* start *
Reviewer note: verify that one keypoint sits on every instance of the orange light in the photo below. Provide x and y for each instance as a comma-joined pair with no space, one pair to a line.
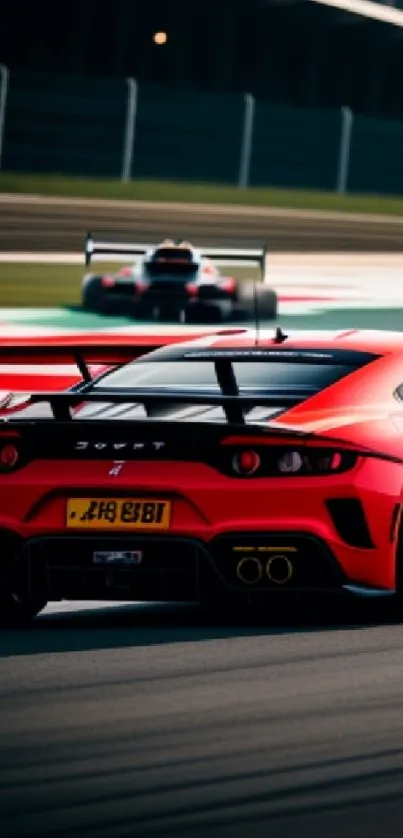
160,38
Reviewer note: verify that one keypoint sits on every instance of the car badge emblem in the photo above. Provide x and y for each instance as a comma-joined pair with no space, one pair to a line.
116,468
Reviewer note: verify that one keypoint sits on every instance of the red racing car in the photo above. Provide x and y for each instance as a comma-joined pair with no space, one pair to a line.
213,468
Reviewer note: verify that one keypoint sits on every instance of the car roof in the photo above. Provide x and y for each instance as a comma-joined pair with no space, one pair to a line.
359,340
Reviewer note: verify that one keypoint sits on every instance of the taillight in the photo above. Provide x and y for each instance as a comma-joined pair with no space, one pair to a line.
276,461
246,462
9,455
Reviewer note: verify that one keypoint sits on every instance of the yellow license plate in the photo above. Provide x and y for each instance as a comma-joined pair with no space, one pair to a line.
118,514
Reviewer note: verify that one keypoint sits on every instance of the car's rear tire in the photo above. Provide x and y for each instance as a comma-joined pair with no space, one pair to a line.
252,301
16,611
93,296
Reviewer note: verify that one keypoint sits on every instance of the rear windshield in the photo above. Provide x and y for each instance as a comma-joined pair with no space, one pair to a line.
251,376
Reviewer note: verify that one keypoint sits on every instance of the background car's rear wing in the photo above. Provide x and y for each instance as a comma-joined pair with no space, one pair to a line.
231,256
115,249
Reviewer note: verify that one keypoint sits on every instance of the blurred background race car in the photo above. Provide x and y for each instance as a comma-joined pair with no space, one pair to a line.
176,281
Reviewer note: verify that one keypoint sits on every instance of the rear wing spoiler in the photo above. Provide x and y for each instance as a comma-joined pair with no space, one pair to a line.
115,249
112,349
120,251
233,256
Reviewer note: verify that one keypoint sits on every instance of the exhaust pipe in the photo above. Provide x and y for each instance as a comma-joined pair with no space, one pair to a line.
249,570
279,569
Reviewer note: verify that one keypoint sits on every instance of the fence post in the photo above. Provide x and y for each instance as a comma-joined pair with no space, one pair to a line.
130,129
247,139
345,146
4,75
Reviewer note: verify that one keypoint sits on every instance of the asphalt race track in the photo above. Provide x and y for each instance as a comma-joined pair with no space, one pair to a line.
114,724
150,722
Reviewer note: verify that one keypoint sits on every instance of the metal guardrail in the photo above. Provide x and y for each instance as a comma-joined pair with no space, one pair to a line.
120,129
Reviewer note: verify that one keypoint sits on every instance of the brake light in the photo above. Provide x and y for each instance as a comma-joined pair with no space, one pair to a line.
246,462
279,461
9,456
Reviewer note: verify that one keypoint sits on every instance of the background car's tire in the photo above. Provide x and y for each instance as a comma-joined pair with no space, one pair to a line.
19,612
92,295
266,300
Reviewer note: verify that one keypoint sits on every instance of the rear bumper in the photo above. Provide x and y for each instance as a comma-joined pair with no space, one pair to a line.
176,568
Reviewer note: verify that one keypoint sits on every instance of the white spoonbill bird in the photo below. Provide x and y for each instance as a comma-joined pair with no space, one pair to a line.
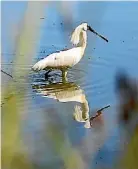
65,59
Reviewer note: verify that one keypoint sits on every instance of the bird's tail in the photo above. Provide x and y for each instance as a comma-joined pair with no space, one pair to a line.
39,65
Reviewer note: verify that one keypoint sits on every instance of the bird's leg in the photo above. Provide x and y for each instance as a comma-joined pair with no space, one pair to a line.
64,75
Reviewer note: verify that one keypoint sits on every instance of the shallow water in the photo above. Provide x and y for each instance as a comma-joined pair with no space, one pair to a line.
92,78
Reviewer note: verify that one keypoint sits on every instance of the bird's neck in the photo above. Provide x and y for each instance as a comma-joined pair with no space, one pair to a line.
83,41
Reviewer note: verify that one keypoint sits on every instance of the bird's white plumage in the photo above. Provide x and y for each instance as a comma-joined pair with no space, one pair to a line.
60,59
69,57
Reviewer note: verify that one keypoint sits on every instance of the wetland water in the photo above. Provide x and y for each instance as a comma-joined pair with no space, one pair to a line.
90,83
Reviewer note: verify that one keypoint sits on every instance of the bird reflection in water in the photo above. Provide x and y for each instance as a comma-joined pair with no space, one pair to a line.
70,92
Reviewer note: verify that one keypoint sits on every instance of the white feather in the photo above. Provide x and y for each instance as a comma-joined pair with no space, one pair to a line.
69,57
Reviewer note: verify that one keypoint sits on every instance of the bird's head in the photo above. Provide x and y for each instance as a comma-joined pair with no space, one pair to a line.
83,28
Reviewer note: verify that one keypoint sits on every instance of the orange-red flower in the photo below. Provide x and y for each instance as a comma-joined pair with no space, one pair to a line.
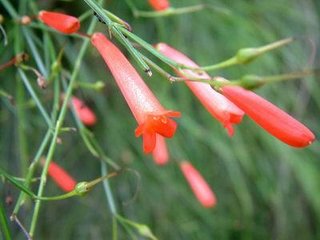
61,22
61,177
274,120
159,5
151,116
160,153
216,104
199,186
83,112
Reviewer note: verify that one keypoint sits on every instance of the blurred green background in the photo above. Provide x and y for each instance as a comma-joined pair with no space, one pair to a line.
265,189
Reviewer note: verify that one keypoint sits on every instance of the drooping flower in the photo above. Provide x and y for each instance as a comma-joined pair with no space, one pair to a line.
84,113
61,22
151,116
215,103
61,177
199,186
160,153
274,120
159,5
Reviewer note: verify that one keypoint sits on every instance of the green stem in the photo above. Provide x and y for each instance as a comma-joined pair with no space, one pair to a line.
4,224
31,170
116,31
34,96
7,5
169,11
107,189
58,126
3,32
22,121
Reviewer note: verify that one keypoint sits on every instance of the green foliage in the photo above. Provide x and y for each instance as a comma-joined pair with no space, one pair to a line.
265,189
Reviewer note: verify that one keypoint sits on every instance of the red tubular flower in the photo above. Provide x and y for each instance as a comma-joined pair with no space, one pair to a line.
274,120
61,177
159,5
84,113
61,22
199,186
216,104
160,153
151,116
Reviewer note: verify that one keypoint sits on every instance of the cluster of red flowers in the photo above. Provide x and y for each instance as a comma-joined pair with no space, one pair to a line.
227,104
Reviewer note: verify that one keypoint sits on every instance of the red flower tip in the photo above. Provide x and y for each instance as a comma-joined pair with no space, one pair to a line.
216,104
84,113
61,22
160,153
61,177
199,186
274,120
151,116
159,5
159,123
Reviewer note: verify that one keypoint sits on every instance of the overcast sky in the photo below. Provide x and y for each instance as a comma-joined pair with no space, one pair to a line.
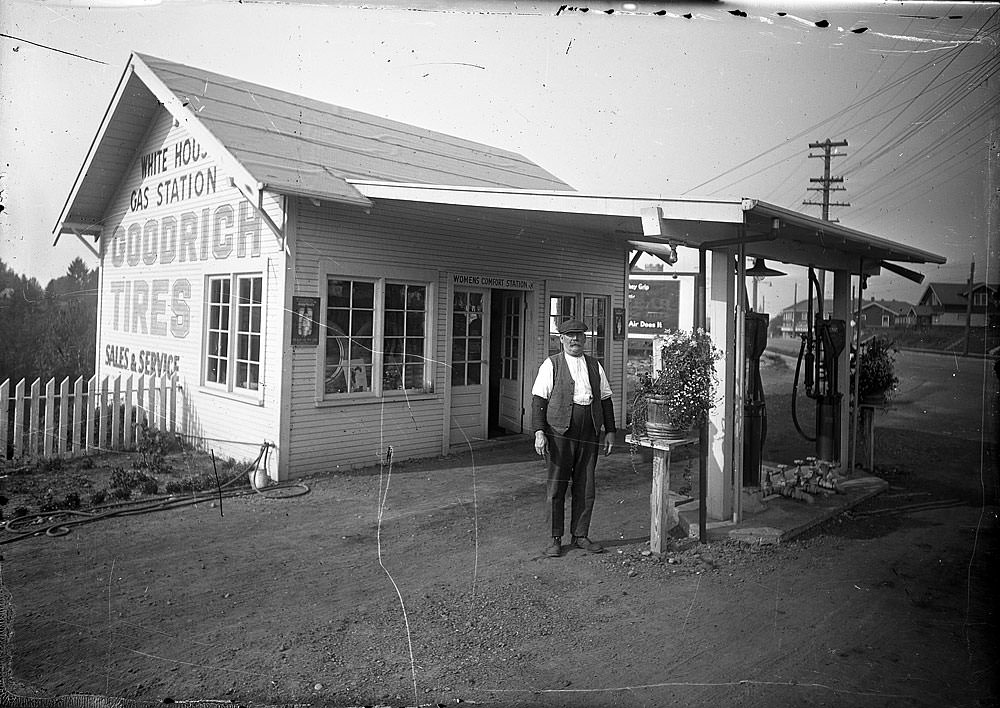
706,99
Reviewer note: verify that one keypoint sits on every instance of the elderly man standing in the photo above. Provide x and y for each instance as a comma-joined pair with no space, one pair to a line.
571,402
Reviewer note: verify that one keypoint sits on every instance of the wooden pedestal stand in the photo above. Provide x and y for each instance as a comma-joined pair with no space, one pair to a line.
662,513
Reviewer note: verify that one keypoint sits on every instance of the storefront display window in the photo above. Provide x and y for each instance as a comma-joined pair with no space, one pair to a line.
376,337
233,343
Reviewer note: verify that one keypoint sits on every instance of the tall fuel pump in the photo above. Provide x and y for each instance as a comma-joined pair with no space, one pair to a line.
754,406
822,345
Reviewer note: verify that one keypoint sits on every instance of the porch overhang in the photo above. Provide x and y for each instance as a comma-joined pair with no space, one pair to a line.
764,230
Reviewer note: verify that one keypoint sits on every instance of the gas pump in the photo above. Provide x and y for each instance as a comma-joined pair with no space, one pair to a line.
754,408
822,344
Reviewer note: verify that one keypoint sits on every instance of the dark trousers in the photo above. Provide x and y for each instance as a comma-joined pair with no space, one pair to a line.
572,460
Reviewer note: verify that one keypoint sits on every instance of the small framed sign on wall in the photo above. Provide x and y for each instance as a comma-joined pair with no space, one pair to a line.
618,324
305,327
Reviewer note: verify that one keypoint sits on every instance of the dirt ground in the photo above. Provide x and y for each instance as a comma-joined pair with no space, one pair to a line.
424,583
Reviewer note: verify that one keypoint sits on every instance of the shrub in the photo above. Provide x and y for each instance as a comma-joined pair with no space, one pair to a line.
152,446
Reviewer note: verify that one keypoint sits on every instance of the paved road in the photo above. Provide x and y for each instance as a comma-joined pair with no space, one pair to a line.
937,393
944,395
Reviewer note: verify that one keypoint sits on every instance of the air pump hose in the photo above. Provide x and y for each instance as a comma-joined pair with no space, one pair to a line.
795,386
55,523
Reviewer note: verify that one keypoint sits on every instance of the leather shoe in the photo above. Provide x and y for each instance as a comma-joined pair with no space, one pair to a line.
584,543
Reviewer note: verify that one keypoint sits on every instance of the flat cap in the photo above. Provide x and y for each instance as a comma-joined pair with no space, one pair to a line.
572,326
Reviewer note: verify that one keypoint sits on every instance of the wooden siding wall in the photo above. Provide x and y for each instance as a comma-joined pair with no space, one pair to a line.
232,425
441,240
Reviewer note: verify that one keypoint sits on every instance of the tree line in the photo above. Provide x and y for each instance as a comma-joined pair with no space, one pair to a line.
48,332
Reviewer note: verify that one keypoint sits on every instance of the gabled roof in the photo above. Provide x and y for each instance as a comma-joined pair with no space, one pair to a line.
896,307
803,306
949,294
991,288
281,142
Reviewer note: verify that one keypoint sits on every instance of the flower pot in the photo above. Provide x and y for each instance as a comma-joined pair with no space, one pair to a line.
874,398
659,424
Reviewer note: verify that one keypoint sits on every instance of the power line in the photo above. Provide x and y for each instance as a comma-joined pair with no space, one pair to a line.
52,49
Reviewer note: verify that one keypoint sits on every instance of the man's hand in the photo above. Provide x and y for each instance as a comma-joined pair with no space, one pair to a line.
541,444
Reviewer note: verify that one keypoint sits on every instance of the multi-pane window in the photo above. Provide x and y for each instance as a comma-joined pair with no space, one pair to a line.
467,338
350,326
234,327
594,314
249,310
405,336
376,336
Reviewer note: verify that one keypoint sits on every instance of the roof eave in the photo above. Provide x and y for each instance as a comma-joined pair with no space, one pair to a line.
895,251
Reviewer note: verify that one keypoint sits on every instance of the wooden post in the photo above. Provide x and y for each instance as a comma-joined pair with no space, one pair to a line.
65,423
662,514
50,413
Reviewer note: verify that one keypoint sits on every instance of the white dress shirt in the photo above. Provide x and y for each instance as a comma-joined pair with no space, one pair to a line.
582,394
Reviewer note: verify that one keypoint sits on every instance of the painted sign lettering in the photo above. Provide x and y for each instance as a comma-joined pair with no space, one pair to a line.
* end *
=== What is required ===
Give the lines from the one containing "of the multi-pane" through the end of the entries again, exactly as written and with no other lines.

=== Task response ===
Reviewer note: verify that one keypoint sits on every instance of the multi-pane window in the photo above. Provide x and y for each instance as a comma-joined pair with no space, one pair to a line.
467,338
350,326
234,327
594,314
249,310
405,336
376,336
Reviewer note: verify that one keypoint sits on every instance of the roof eave in the photo above. Provide x and y for each instance as a comma-joined pair with no space, one pair to a line.
895,251
Reviewer note: verify that one keypoint sits on every instance of the wooden post in the photo above. Provide x and y for each instance as a comma-joined pair with no space, one pair to a line.
65,423
662,514
50,413
Reviewer note: verify that one keypoint sits on every instance of the white dress shirt in the photo above. Provide x and y for each instance as a comma-joined pair with no space, one pair to a line.
582,394
Reviewer note: verify that one keypoint sits on every instance of the painted sign lettering in the photo above. Provide x and y for each instance as a comma-joined pair with no space, one pair to a line.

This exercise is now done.